### [Questions]
1. From the article on Indian travel and the middle class below, output the passage starting with "Aspirational" and going on through "tier 2 cities.".
2. According to the article on Indian travel and the middle class below, what share of all visa applications to countries that require visas comes from Indians?
3. Take the article on Indian travel and the middle class below further, continuing it from the point where it stops.

### [Extract provided]

Aspirational
Touring Of The US Europe Other Places Had Over 10 crore Indians Spending $ 35
Billion Between 2017 and 2022 Plus Shopping Eating Hotels Sight Seeing- Permanent
Immigration To The US Canada Australia Is Also In Top Gear
The Indian
Middle Class, like the rest of the population, is growing exponentially, with
constant migration to the cities that now includes more than 20 tier 2 cities.
The percentage of the population employed in farming and services in rural
areas is declining in keeping with mechanisation and international trends, even
as rural prosperity is increasing alongside the GDP.
The easy
access to social media, smart phones, streaming, TV, films, has increased
exposure to the outside world to an unprecedented degree amongst all sections
of the population. It is not surprising that most Indians now see the world as
their oyster. Socialism is largely dead, replaced by welfare, aspiration,
education, greater life expectancy, nutrition, health, higher income, and the
realisation that India will soon be the third biggest economy in the world. It
will have more than $ 10 trillion in GDP by 2030. Every day, the road, rail,
air, infrastructure in the country is also being rapidly transformed.
The
Opposition bemoans the unemployment situation and high food prices in the lead
up to multiple elections. They do it so often that one might be forgiven for
thinking that things are going very badly indeed despite Prime Minister Modi
pointing out all the progress we have made in the last 10 years. Progress greater
by far than ever before. But here you have it. Astounding overseas and domestic
tourism figures that cannot happen without money in hand.
Now, in the
second decade of 21st century, and post Covid, international travel
seems to have exploded amongst Indians. Who can say there is not enough
disposable income amongst the Indian middle class? A middle class headed
towards a third of the overall population of 1.44 billion. It may be too
disparate and opinionated to be a
force in elections, but even that will
change.
Indians
account for 10% of all visa applications at present to countries that require them.
This despite a rupee/US dollar rate of exchange approaching an astronomical Rs.
85 to the dollar.
America with
its B1/B2 visit visas, backed up for more than 400 days for Indians, still had
5.1 lakh desi visitors in the April-June 2023 quarter. Canada sent 26
million visitors to the US, but they don’t need visas.
India’s
statistics are just behind the United Kingdom (who don’t need US visas either,
being cousins from across the pond, firm US allies, and former colonial
overlords), at 9.7 million visitors.

(Items from a dataset)
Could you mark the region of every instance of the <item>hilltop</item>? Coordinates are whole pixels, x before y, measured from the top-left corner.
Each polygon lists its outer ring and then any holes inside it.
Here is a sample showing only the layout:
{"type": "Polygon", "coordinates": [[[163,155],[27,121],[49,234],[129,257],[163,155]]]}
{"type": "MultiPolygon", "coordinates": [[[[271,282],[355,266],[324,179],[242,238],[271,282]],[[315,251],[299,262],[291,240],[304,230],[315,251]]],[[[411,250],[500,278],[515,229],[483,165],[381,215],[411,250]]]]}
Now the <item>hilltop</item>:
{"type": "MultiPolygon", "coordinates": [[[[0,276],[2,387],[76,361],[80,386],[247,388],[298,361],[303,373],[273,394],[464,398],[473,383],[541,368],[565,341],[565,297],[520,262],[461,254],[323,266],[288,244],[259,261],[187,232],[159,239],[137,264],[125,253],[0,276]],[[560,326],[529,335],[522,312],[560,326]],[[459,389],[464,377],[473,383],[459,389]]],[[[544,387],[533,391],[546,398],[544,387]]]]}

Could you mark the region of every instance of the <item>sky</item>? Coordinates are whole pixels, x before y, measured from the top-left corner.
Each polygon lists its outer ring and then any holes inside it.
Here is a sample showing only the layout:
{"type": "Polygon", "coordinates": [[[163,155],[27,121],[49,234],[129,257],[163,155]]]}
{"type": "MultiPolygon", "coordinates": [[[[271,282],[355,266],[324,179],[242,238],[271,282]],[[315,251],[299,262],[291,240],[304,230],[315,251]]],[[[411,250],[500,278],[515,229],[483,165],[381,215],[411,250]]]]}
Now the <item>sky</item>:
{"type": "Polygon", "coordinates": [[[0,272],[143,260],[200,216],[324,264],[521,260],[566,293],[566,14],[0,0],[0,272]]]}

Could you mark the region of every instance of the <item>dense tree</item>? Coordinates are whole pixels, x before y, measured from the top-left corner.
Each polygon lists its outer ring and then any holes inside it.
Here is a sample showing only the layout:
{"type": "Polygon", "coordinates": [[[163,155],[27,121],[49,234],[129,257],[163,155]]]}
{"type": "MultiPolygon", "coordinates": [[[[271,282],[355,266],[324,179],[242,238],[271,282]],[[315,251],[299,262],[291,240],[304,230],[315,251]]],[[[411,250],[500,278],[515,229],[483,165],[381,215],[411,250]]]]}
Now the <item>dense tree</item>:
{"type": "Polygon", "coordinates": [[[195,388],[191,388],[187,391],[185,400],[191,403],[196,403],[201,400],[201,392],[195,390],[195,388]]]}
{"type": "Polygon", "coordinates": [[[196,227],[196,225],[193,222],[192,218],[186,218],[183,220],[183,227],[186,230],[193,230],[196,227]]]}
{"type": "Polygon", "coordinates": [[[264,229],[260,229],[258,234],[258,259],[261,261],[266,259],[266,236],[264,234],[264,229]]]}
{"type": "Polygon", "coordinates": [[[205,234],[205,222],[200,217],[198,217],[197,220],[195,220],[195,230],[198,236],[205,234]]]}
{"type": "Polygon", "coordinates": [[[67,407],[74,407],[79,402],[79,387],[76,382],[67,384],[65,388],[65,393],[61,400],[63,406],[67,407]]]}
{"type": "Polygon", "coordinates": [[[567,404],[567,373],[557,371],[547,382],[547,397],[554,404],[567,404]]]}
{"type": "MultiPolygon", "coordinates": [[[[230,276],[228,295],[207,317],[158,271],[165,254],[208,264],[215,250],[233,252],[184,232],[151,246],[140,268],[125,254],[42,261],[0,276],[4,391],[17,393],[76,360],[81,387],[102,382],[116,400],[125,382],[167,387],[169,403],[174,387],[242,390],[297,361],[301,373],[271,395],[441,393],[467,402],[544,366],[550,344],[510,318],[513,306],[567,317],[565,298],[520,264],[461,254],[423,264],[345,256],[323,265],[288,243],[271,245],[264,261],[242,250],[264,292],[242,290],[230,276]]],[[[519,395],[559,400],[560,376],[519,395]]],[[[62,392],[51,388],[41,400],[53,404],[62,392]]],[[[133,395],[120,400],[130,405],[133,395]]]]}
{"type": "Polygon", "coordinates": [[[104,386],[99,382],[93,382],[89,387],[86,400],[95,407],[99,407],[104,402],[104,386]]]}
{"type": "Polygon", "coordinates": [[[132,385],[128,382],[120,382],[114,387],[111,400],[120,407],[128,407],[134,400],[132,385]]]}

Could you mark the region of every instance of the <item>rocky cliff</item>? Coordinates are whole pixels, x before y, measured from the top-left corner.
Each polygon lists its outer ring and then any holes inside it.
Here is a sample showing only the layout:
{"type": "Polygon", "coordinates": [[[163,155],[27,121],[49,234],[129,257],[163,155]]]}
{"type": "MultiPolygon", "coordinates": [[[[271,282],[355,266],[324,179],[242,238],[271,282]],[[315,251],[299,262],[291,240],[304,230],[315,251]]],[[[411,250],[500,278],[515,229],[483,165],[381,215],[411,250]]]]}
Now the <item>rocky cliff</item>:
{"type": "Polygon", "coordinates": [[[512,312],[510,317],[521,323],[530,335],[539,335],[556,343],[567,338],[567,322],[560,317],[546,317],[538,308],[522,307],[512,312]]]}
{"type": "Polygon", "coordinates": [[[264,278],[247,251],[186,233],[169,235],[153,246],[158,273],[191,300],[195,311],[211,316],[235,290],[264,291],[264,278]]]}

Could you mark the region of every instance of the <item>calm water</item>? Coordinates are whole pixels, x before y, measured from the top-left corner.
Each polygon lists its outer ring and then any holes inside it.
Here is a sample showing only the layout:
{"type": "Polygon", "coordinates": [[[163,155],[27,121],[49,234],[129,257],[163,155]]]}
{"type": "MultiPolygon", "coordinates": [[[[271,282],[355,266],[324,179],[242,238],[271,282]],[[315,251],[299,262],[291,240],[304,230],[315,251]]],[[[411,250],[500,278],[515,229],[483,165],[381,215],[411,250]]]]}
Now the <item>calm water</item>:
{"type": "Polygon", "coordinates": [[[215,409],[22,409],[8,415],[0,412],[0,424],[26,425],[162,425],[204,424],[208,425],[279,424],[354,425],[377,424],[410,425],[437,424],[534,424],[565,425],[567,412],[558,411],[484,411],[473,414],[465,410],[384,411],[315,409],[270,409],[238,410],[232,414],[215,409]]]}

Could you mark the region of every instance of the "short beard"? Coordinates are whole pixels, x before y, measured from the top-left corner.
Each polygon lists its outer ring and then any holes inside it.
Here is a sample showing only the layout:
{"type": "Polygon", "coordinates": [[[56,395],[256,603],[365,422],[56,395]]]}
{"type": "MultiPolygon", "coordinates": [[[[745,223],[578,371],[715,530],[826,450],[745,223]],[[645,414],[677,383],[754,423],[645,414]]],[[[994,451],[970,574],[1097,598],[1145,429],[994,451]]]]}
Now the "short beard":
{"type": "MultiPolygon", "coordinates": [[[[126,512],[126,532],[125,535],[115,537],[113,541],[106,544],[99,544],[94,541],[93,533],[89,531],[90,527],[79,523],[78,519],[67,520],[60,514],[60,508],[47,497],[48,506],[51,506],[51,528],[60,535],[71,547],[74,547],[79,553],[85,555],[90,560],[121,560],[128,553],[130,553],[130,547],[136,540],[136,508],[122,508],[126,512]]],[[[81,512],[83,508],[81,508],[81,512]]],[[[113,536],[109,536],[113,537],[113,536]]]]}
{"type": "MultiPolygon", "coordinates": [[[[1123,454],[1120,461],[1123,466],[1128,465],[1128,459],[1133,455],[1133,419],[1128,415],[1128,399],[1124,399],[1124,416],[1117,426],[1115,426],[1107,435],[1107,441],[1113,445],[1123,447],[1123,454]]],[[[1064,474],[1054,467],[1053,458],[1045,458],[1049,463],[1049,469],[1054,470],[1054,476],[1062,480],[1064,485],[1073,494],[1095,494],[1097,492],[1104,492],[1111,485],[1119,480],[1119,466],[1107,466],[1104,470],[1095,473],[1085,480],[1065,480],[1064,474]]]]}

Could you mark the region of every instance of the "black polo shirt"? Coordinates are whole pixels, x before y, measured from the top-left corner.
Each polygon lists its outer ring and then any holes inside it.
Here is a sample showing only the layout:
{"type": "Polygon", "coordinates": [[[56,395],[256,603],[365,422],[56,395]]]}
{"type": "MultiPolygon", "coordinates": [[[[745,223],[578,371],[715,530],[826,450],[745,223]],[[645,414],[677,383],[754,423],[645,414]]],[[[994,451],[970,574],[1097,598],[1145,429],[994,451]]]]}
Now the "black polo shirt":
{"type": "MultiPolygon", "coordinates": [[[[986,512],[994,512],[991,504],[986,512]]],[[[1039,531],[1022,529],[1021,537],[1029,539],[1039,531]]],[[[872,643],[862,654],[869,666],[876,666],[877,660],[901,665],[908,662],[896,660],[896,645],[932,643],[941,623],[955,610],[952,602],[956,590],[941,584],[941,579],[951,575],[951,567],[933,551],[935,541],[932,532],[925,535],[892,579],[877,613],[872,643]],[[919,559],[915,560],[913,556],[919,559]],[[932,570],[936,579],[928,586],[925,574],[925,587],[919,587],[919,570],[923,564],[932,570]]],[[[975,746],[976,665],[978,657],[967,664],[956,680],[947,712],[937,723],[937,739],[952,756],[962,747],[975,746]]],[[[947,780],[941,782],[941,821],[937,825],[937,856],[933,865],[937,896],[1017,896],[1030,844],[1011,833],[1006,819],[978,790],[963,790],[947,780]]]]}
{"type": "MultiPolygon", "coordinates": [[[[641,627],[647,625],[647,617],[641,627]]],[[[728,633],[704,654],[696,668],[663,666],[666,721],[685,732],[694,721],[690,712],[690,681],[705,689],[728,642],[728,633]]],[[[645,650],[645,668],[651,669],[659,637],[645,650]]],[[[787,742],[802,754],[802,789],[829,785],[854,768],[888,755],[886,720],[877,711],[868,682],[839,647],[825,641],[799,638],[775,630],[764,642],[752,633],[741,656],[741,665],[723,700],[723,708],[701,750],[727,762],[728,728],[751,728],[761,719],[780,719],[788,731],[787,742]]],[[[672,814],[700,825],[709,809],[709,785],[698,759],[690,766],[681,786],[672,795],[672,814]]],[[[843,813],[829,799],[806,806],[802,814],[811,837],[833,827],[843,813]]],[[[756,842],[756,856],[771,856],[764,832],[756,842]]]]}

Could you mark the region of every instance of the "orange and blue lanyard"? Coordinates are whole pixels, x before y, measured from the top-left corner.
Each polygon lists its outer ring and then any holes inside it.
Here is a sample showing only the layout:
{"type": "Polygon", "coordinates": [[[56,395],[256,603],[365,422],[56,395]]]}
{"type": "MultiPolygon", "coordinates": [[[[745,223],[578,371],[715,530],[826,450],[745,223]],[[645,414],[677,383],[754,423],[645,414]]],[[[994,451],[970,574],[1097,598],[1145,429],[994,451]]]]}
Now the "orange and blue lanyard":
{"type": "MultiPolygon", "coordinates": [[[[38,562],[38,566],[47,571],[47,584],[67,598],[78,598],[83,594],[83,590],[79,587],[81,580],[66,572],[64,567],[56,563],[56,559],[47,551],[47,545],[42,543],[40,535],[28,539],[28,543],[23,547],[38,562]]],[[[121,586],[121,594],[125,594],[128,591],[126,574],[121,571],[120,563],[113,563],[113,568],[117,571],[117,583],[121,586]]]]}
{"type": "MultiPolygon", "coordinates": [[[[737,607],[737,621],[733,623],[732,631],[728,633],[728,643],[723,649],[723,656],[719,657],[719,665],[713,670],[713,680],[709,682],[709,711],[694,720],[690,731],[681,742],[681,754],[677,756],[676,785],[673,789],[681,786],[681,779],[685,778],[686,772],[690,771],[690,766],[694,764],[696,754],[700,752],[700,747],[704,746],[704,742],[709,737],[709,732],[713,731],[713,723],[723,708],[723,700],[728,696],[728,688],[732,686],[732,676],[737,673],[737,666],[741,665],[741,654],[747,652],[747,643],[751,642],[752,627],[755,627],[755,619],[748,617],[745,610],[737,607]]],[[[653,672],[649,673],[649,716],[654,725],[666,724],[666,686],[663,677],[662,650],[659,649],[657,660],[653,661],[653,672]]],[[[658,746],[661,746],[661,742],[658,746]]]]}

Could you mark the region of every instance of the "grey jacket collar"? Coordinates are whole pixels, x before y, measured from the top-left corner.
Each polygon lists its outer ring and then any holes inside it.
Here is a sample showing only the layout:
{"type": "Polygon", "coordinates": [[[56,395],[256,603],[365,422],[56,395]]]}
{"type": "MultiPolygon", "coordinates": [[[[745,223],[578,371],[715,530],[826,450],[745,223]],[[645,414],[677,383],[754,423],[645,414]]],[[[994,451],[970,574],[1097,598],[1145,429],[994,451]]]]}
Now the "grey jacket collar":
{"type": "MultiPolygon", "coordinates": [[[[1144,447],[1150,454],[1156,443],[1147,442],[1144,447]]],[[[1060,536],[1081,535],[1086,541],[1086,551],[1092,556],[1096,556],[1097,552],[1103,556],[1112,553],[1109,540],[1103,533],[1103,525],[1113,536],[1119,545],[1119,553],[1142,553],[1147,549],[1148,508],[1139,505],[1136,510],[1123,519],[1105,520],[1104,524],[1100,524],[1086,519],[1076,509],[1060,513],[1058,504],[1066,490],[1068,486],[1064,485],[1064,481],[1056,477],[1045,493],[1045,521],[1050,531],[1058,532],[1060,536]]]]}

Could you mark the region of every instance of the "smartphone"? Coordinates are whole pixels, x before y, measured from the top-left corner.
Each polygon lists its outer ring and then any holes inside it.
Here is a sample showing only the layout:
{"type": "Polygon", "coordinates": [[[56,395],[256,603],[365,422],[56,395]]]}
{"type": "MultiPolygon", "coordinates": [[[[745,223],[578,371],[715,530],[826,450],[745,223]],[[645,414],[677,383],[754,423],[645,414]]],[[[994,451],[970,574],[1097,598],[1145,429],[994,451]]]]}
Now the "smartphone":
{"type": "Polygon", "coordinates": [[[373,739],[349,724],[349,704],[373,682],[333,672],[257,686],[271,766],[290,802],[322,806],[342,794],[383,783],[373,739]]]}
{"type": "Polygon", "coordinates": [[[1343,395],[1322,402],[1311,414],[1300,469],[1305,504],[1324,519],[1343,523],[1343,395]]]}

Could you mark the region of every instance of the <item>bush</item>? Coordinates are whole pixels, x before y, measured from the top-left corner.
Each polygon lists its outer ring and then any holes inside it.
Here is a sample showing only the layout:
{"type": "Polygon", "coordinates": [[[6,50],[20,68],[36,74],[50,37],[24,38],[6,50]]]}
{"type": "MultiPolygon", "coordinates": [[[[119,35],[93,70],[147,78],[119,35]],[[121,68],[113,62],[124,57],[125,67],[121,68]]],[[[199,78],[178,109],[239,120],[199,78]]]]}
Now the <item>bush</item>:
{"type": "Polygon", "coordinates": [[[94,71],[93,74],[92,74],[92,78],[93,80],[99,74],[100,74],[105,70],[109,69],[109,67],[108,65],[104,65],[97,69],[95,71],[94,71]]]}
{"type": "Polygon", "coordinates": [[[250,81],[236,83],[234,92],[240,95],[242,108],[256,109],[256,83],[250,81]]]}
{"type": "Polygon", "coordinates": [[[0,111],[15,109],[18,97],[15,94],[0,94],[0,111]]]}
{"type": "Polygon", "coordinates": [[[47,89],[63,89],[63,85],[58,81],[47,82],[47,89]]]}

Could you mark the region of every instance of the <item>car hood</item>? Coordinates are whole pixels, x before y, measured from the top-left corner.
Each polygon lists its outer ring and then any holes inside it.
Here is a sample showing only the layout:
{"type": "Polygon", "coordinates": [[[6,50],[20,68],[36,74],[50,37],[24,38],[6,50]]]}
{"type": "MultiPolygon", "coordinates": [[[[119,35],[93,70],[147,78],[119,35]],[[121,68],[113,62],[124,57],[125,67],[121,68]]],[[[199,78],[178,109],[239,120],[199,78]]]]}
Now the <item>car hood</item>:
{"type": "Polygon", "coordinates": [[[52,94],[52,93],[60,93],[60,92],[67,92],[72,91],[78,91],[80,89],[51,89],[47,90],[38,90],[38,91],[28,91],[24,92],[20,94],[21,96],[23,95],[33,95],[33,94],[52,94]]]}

### [Answers per task]
1.
Aspirational
Touring Of The US Europe Other Places Had Over 10 crore Indians Spending $ 35
Billion Between 2017 and 2022 Plus Shopping Eating Hotels Sight Seeing- Permanent
Immigration To The US Canada Australia Is Also In Top Gear
The Indian
Middle Class, like the rest of the population, is growing exponentially, with
constant migration to the cities that now includes more than 20 tier 2 cities.

2. Indians account for 10% of them.

3.
Mexico, next
door, sent 7.2 million. Germany (at 4.7 million), and others from Europe, like
the French, sent less tourists to America than the Indians in the April-June 2023
quarter.
Similar
things are happening to domestic travel for leisure, pilgrimage, with the
advent of the Vande Bharat trains, great highways, more airports and airlines,
high car ownership. So much so, that the airlines have had to lower their
domestic fares by up to 30% to try and compete with the vastly improved trains.
Indians have
spent $ 11.44 billion on overseas travel in the nine-month period of the
current fiscal, between April to January. This is not counting shopping, and
sight-seeing, entertaining, hotels, eating and so on, once abroad. This could
easily double this figure if totted up. There is no restriction on how much
foreign currency Indians can take abroad, provided that if it is more than $
10,000 in currency or traveller’s cheques, it must be declared. And then there
are the credit and forex cards. Till February 2023, the figure rose to $12.51
billion, up 104% over the same period last year.
It is
estimated that the number of Indians travelling abroad for holidaying will
treble by 2025. That means about 40% of international travellers will be from
India. Its no wonder that Switzerland reckoned Indian tourists were accounting
for two or three percentage points of their economy even two decades ago. It is
why they have welcome boards out for Indians. Many others are following suit.
This is now being
further driven by aspirational travel from tier 2 cities and budget carriers.
The well-off, a category being upgraded all the time, will number more than 100
million people by themselves.
Overall,
10.3 crore Indians travelled abroad between 2017 and 2022 with 3.8 crores amongst
them seeking to emigrate or acquire permanent residency in foreign countries
like the US, Canada and Australia. Who are these people? Most of the 18 million
Indian diaspora, the largest in the world, are temporary migrants to West Asia
who remit home most of the USD 100 billion per annum now. Others are students,
most of whom do come back to India.
In the 19th
century, aristocratic British in the heyday of the British Empire undertook at
least one ‘Grand Tour’ to widen their perspective. It was to the ‘Continent’,
that lasted, in those horse and carriage days, from Paris and Vienna,
Switzerland and Germany to the South, about a year. Lingering in warm, artistic
and cultured Southern Europe, in Italy and Spain, was particularly popular.
Going on the
steam ship to America was also attractive to some, crossing on luxurious ocean
liners to New York. But America, beyond her main cities like New York, Chicago,
Boston, San Francisco, New Orleans, St Louis, and Los Angeles, tended to be
exotic in the 19th century. The travel, over vast expanses, by the
newly established train lines, or the horse drawn mail carriage, with armed
guards, or both, was a little dangerous. Much of the hinterland, rivers,
forests, mountains, the wild life, Bisons, the native Red Indians, was still relatively
untamed. The Wild West was not a myth. Many witnessed the Wild Bill Hickock live
travelling shows to form an idea.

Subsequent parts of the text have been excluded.